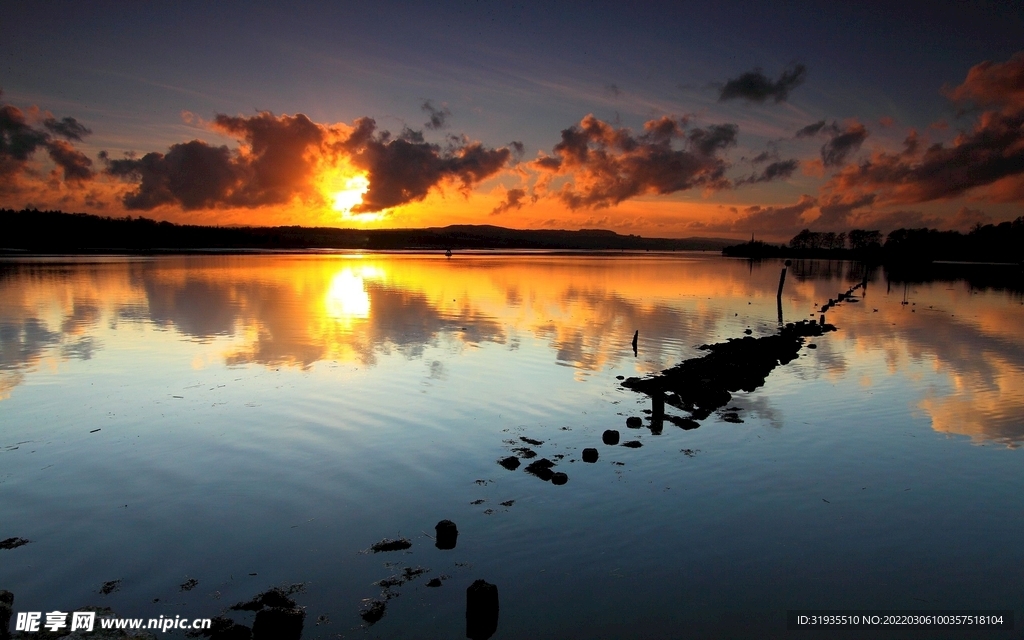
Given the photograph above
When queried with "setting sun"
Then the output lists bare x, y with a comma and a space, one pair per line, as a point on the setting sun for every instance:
351, 195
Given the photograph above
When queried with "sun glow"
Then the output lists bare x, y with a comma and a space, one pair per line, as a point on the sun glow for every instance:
344, 189
351, 195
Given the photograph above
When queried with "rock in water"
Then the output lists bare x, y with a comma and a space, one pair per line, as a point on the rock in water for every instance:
448, 535
542, 469
481, 610
279, 624
6, 606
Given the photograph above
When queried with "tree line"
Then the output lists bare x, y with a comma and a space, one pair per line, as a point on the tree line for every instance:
985, 243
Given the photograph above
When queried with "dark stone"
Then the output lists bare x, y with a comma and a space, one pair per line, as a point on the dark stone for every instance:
110, 587
374, 611
271, 597
481, 610
13, 543
226, 629
6, 606
541, 468
279, 624
448, 535
391, 545
701, 385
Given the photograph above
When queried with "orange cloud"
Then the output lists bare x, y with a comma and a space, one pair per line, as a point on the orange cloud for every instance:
991, 153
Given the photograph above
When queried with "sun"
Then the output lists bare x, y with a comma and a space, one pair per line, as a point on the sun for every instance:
343, 187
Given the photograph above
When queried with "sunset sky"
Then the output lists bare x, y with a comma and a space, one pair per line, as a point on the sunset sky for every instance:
673, 120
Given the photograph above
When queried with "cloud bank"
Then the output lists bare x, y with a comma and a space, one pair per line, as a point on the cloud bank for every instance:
281, 157
605, 165
754, 86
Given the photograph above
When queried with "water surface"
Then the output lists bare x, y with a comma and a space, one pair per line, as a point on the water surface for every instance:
262, 420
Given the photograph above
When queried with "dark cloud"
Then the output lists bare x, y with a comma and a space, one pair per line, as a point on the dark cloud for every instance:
754, 86
194, 175
281, 157
513, 200
837, 210
402, 170
836, 151
518, 150
18, 140
714, 138
438, 117
278, 163
770, 221
818, 127
607, 165
775, 171
67, 128
76, 166
967, 218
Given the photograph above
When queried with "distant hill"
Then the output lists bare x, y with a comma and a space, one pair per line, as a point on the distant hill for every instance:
55, 231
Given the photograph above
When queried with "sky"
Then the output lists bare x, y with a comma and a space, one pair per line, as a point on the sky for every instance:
675, 120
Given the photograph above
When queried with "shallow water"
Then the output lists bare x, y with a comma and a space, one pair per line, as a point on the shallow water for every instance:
262, 420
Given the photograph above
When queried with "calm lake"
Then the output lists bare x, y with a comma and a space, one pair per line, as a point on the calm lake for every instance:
205, 428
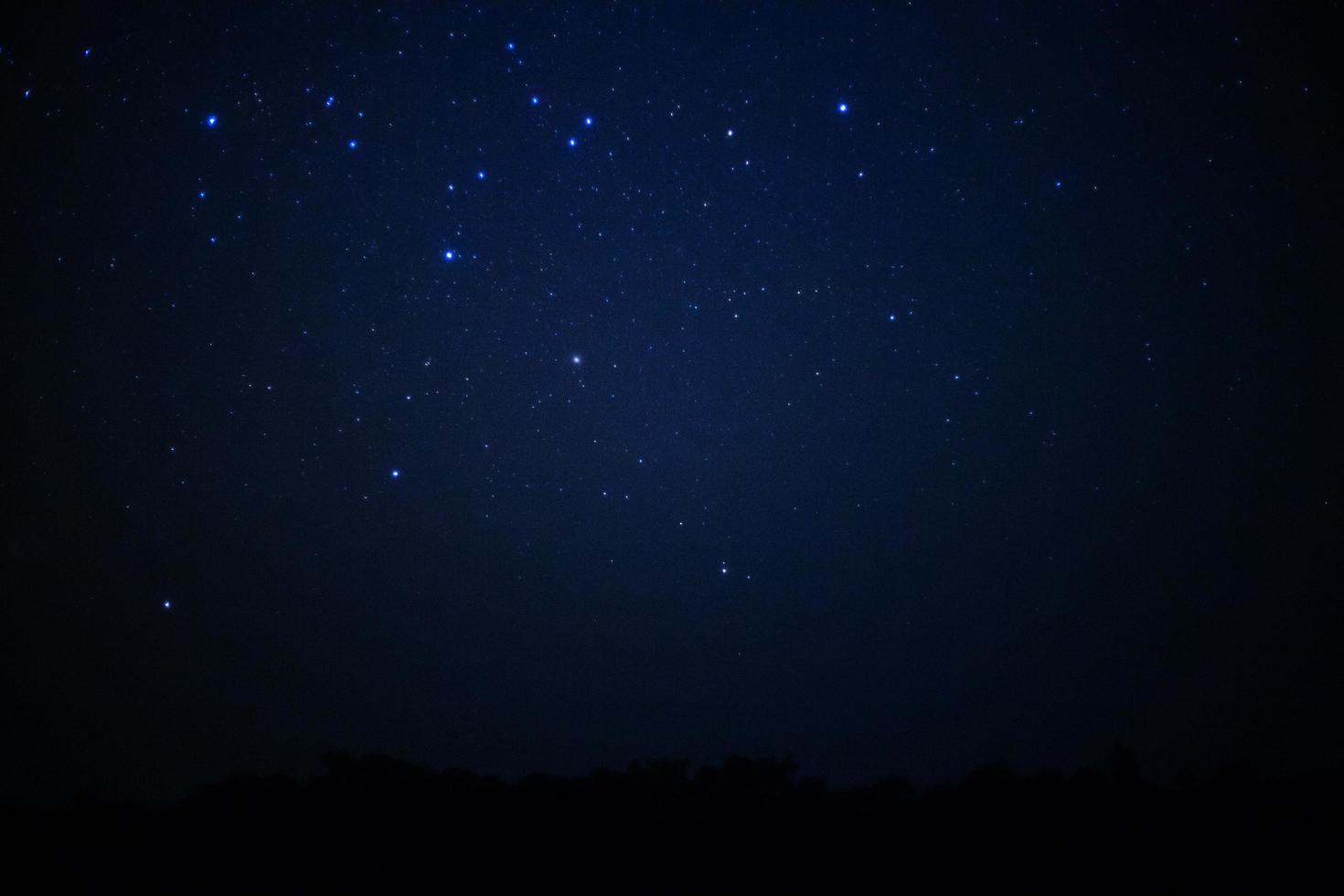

----

Which lines above contain the string "bank"? Copy each of those lines in full, counting only matches with the same case.

### OUTPUT
When queried with "cloud bank"
Then the output lists bare x, y with a comma and a space, one pair per line, as a point on the cloud bank for every instance:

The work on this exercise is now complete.